**Goal of the exercise:** Rewrite the entries, replacing "Outline" with "Trace" and changing nothing else. Begin at the start of the entries, stop after the line that contains "452 86 L 276", and leave the pictures out.

**Data for processing:**

--

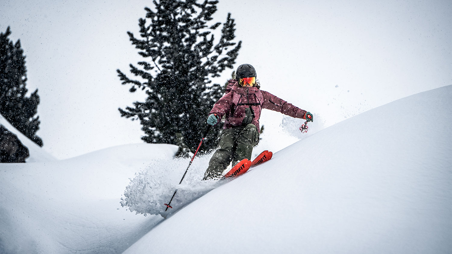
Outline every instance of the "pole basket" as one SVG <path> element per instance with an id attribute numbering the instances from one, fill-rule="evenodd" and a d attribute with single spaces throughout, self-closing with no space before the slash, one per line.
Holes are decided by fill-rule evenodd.
<path id="1" fill-rule="evenodd" d="M 305 122 L 305 124 L 302 125 L 301 127 L 300 127 L 300 130 L 301 131 L 301 133 L 304 133 L 308 132 L 307 121 Z"/>

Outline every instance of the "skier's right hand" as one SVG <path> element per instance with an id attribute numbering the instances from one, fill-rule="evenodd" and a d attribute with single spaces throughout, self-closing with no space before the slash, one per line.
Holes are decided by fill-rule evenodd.
<path id="1" fill-rule="evenodd" d="M 207 124 L 213 126 L 218 122 L 218 116 L 216 114 L 211 114 L 207 117 Z"/>

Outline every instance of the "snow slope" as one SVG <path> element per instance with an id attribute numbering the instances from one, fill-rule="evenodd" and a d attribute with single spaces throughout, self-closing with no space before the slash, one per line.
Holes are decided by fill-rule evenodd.
<path id="1" fill-rule="evenodd" d="M 48 162 L 56 160 L 54 157 L 45 151 L 41 147 L 17 130 L 1 114 L 0 114 L 0 125 L 3 125 L 9 132 L 15 134 L 22 144 L 28 148 L 30 156 L 25 159 L 26 162 Z"/>
<path id="2" fill-rule="evenodd" d="M 177 185 L 170 145 L 0 163 L 0 253 L 452 253 L 452 86 L 315 126 L 210 192 L 209 156 Z M 176 187 L 166 220 L 120 204 L 160 212 Z"/>
<path id="3" fill-rule="evenodd" d="M 119 204 L 136 172 L 177 147 L 131 144 L 61 161 L 0 163 L 0 253 L 121 253 L 161 219 Z"/>
<path id="4" fill-rule="evenodd" d="M 452 86 L 276 153 L 124 254 L 452 253 Z"/>

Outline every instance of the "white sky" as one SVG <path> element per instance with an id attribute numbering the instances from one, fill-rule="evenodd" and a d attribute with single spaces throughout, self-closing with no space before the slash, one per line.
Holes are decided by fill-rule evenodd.
<path id="1" fill-rule="evenodd" d="M 244 2 L 220 0 L 213 21 L 224 22 L 228 12 L 235 20 L 243 44 L 235 67 L 253 65 L 261 89 L 326 126 L 452 84 L 450 0 Z M 38 134 L 57 158 L 142 142 L 139 123 L 118 108 L 145 97 L 128 92 L 116 69 L 128 74 L 129 64 L 142 59 L 127 32 L 137 33 L 143 8 L 153 4 L 129 2 L 0 3 L 0 30 L 10 26 L 10 38 L 20 39 L 28 87 L 39 89 Z M 279 114 L 263 114 L 267 129 L 283 135 L 275 131 Z"/>

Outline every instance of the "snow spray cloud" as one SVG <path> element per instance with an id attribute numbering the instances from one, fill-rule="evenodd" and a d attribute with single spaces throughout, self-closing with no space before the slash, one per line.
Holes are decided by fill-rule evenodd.
<path id="1" fill-rule="evenodd" d="M 171 202 L 174 212 L 214 188 L 217 183 L 202 181 L 212 154 L 197 156 L 182 183 L 180 179 L 189 159 L 160 159 L 153 162 L 144 170 L 135 173 L 126 187 L 120 203 L 131 212 L 147 214 L 162 214 L 174 193 L 177 194 Z"/>

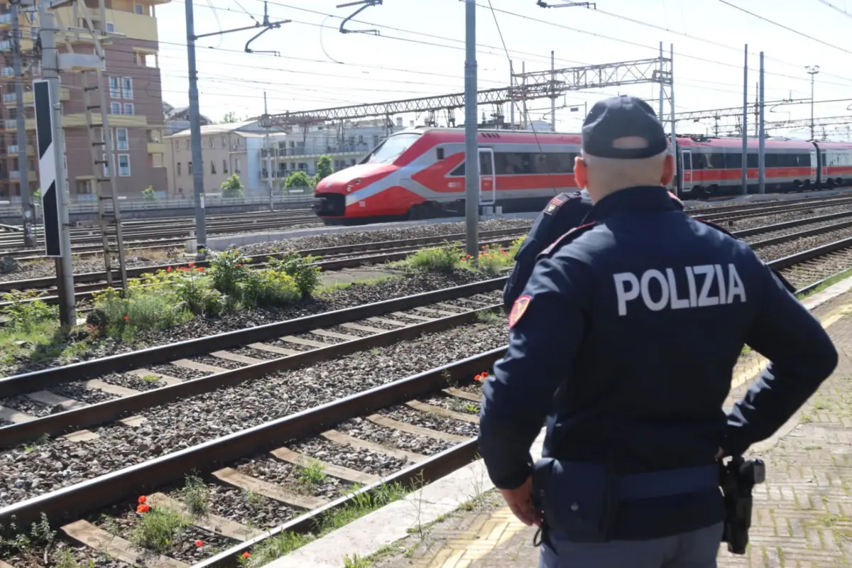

--

**Response:**
Trace every instance of the "pole basket" as one SVG <path> element per instance with an id attribute numbering the instances from one, fill-rule="evenodd" and a d attribute with single spaces throughout, self-closing with no space before the slash, one per line.
Holes are decided by fill-rule evenodd.
<path id="1" fill-rule="evenodd" d="M 305 122 L 305 124 L 302 125 L 301 127 L 300 127 L 300 130 L 301 131 L 301 133 L 304 133 L 308 132 L 307 121 Z"/>

Trace every instance of the "skier's right hand" as one SVG <path> element per instance with an id attribute numbering the instances from one, fill-rule="evenodd" and a d attribute with single spaces throughout, self-closing with no space before the slash, one per line.
Holes are decided by fill-rule evenodd.
<path id="1" fill-rule="evenodd" d="M 207 124 L 213 126 L 218 122 L 218 116 L 216 114 L 211 114 L 207 117 Z"/>

Trace every instance of the "snow slope" as one SVG <path> element per instance with an id attribute numbering the instances from one, fill-rule="evenodd" and a d attribute with single spaces throughout, self-closing with no space before the slash, one per line.
Holes are decided by fill-rule evenodd.
<path id="1" fill-rule="evenodd" d="M 48 162 L 56 160 L 54 157 L 45 151 L 41 147 L 17 130 L 1 114 L 0 114 L 0 125 L 3 125 L 9 132 L 15 134 L 22 144 L 28 148 L 30 156 L 25 159 L 26 162 Z"/>
<path id="2" fill-rule="evenodd" d="M 177 185 L 170 145 L 0 163 L 0 253 L 452 253 L 452 86 L 315 126 L 210 192 L 209 156 Z M 176 187 L 166 220 L 120 204 L 160 212 Z"/>
<path id="3" fill-rule="evenodd" d="M 119 204 L 136 172 L 177 147 L 131 144 L 61 161 L 0 163 L 0 253 L 121 253 L 161 219 Z"/>
<path id="4" fill-rule="evenodd" d="M 452 86 L 276 153 L 124 254 L 452 253 Z"/>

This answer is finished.